▶ **Instruction**
Reproduce every entry below with "spaces" switched to "commas" wherever it occurs. Keep everything else unchanged.

▶ **Records for processing**
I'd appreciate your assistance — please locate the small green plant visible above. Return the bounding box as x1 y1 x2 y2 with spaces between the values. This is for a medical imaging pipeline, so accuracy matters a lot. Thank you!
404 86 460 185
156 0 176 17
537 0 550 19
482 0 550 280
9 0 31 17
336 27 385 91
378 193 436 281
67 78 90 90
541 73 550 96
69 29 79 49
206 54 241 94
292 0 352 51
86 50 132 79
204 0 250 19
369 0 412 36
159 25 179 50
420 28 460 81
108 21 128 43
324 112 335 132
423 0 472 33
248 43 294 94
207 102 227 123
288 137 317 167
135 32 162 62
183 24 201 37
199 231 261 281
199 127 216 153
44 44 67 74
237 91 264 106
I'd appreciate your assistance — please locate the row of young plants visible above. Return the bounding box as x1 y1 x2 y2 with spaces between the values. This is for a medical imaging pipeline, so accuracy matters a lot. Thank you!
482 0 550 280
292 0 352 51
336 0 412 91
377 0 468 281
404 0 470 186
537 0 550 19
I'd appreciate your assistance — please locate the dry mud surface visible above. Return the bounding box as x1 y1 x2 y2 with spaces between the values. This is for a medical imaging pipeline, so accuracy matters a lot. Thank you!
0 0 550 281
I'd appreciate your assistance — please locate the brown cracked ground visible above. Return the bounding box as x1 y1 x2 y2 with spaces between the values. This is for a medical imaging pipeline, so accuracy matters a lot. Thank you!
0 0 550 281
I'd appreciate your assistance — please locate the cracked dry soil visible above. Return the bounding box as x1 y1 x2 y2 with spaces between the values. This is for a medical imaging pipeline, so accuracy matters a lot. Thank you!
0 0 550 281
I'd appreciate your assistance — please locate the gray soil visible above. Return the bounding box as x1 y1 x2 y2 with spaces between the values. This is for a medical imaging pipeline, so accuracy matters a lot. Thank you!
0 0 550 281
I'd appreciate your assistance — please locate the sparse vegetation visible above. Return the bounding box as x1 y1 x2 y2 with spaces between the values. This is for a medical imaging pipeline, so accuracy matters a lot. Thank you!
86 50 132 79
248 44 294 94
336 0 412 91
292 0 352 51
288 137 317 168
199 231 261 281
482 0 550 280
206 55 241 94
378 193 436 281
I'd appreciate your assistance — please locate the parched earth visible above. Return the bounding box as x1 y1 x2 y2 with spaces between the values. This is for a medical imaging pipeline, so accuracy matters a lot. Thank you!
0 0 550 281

▶ **Final result**
I'd appreciate your assistance — please locate the small green plant visible above. Return the bounding box as x1 y1 x2 y2 with commas between the values. This is for a medical imaging pipeline, so accuracy matters a lot. Thank you!
404 86 460 185
156 0 176 17
537 0 550 19
482 0 550 280
9 0 31 17
336 27 385 91
378 193 436 281
67 78 90 90
541 73 550 96
69 29 79 49
206 54 241 94
292 0 352 51
86 50 132 79
204 0 250 19
369 0 412 36
159 25 179 50
420 28 460 81
108 21 128 43
324 112 335 132
423 0 472 33
248 43 294 94
207 102 227 123
288 137 317 167
135 32 162 62
183 24 201 37
199 231 261 281
199 127 216 153
44 44 67 74
237 91 264 106
I'd appreciate your assistance — please locate the row of young plants visible above. Return the bounding box as x1 y1 x2 y2 with commas between the values. This is for a medical imaging pipeline, so accuracy matters a lot. Thank you!
482 0 550 280
292 0 352 51
336 0 412 91
377 0 468 281
404 0 470 186
537 0 550 19
I'd appreciate your assistance — please locate the dry mud surface visible above. Return the bounding box as x1 y1 x2 y2 with commas between the values. This is for a medical imaging pipeline, so accuracy matters a lot. Thank you!
0 0 550 281
I'd appreciate your assistance — please locate the brown cracked ground visible above. Return the bounding box as x1 y1 x2 y2 with commas between the values. This is for a medical imaging pipeline, so accuracy matters a lot. Thank you!
0 0 550 281
I'd appreciate your assistance — please locate the cracked dry soil visible above. Return the bounding box as x1 y1 x2 y2 with commas between the values. This is for a medical imaging pipeline, so accuracy matters a lot. Thank you!
0 0 550 281
I'd appreciate your assistance — please locate the gray soil visible above. Return the bounding box as x1 y1 x2 y2 with commas between the values. This is for a medical imaging pipeline, so accuracy matters a lot. Thank you!
0 0 550 281
I'd appreciate your assistance — please locate the sparse vegetation visible above. Return the bounding box as x1 y1 x2 y2 with commas between the values. This is for a medical imaging pipeline, so accuracy matters a lot. Thank you!
86 50 132 79
248 44 294 94
336 0 412 91
292 0 352 51
288 137 317 168
199 231 261 281
482 0 550 280
206 55 241 94
378 193 436 281
I'd appreciate your assistance — please locate the parched earth visible above. Return the bounding box as x1 y1 x2 y2 with commas between the values. This is for a medical imaging pipeline, so accuracy matters a lot. Thank you!
0 0 550 281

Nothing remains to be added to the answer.